● Exercise description
Copy out the data below, swapping every "photograph" for "image" and leaving everything else as it is.

● Rows
+-------+
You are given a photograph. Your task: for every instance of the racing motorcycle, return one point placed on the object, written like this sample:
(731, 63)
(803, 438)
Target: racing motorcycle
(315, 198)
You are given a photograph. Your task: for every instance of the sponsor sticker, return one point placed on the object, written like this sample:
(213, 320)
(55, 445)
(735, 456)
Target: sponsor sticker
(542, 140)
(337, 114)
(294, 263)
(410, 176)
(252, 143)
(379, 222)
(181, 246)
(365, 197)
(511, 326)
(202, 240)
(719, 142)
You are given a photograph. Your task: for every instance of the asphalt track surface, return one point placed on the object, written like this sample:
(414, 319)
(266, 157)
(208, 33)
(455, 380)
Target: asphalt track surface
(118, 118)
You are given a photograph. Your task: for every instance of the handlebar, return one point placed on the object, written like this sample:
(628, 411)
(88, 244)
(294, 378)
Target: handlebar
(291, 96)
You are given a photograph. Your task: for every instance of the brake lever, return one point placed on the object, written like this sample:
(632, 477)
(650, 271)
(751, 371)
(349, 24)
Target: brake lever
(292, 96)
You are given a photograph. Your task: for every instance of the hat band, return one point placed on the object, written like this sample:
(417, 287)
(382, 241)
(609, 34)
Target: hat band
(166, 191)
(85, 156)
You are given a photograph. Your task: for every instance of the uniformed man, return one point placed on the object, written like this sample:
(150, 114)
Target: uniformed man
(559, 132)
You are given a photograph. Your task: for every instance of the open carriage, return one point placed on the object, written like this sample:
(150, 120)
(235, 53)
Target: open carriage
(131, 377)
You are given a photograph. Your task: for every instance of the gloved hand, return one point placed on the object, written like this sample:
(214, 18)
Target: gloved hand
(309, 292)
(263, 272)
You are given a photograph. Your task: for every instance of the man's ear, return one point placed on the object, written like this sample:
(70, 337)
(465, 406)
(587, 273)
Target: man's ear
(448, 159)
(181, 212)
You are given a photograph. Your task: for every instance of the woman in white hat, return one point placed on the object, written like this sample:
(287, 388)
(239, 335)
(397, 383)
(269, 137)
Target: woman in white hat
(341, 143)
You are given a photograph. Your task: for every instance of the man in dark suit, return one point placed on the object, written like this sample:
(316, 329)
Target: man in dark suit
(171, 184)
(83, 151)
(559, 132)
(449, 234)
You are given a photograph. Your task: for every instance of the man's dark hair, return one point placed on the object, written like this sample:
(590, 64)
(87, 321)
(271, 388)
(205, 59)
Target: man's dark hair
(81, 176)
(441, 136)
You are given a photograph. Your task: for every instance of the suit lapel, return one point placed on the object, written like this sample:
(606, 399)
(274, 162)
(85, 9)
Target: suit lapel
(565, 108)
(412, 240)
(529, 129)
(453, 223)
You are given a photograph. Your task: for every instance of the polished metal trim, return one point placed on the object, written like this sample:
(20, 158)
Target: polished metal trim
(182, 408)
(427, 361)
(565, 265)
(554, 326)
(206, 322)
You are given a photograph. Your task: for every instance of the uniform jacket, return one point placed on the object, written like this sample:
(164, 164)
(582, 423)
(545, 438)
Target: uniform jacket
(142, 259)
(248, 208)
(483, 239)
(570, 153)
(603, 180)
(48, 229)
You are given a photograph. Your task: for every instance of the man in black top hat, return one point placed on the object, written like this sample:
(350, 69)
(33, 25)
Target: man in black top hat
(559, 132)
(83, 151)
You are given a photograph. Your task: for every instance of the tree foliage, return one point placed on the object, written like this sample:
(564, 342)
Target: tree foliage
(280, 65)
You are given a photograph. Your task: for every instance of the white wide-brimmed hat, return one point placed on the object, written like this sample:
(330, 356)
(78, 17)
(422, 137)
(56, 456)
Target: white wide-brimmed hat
+-------+
● Exercise output
You are given a image. Your task: for every instance of the racing motorcycle, return one point placed on the object, written like this sample:
(731, 63)
(803, 438)
Target: racing motorcycle
(315, 198)
You are given a image. Your task: for every instance of the sponsor sticker, return one point placed on the object, written like this sample:
(213, 320)
(55, 445)
(735, 456)
Target: sponsor sticker
(542, 140)
(337, 114)
(294, 263)
(410, 176)
(252, 143)
(379, 222)
(181, 246)
(365, 197)
(511, 326)
(202, 240)
(719, 142)
You are given a image. Your task: for every instance of the asphalt track surface, return one point placed on the object, written like this sample:
(414, 319)
(266, 157)
(208, 33)
(455, 380)
Target: asphalt track surface
(118, 118)
You are given a image. Your task: for every instance of the handlebar, return one point placed on the object, written like this sample:
(628, 411)
(88, 244)
(294, 378)
Target: handlebar
(291, 96)
You are given a image. Your task: for every instance of the brake lever, return one point placed on the object, written like this sample:
(632, 477)
(650, 271)
(751, 371)
(349, 24)
Target: brake lever
(292, 96)
You are given a image. Your task: for every instance of the hat band, return one point placed on the object, written like this sample:
(417, 287)
(382, 241)
(609, 34)
Target: hat band
(166, 191)
(85, 156)
You are given a image. Your task: for every instance of the uniformed man, return one point placed on the object, written like this sample:
(150, 114)
Target: uniformed man
(559, 132)
You are given a image. Your task: for every instance of the open carriage, return one point placed on the object, written like this sample:
(150, 120)
(235, 53)
Target: open carriage
(131, 377)
You are given a image. Your task: for every instance of the gloved hand, return one point placed on the object, written like this sample:
(214, 18)
Target: gloved hand
(309, 292)
(263, 272)
You are given a image. Your task: for every instance of the man's ear, return one point placed on the object, written like this sample:
(70, 337)
(465, 406)
(587, 273)
Target: man's ear
(448, 159)
(181, 212)
You are given a image. Your task: for every instance of the woman in white hat, return one point placed on the object, written like this sample:
(287, 388)
(239, 335)
(397, 383)
(269, 137)
Target: woman in white hat
(341, 143)
You are given a image. Your task: for every instance of the man in dark suit, return one point placed on the object, written like this sample:
(316, 329)
Target: man in dark suit
(171, 184)
(83, 151)
(559, 132)
(449, 234)
You are given a image. Your task: for every instance of the man's dark hair, return one point placed on the object, written like this sample:
(590, 64)
(87, 321)
(271, 388)
(205, 59)
Target: man's dark hair
(81, 176)
(441, 136)
You are given a image. Your task: for every instance of the suit lapel, return one point placed on the object, written like this sample:
(606, 399)
(274, 162)
(85, 9)
Target: suit lapel
(565, 108)
(412, 240)
(529, 129)
(453, 223)
You are given a image. Your task: for every instance of the polished metal trim, return one point placed on the object, written like this sample:
(20, 158)
Target: polished metal trim
(182, 408)
(427, 361)
(565, 265)
(554, 326)
(206, 322)
You are given a image. Your task: for every instance of the uniform jacket, return one point placed on the object, written like this sample:
(164, 164)
(582, 423)
(545, 438)
Target: uniform jacket
(142, 259)
(248, 208)
(483, 239)
(570, 153)
(603, 180)
(48, 229)
You are given a image. Your task: for every instance of the man in black top hat, return one point placed on the object, written like this sample:
(350, 69)
(33, 25)
Target: man in black top hat
(559, 132)
(83, 151)
You are given a image. Your task: for every instance of the tree foliage, return one point placed on the object, written like this sample:
(564, 342)
Target: tree foliage
(280, 65)
You are given a image. Your task: for every instance of the white wide-brimmed hat, return one point placed on the object, written like this sample:
(330, 356)
(78, 17)
(422, 137)
(56, 456)
Target: white wide-brimmed hat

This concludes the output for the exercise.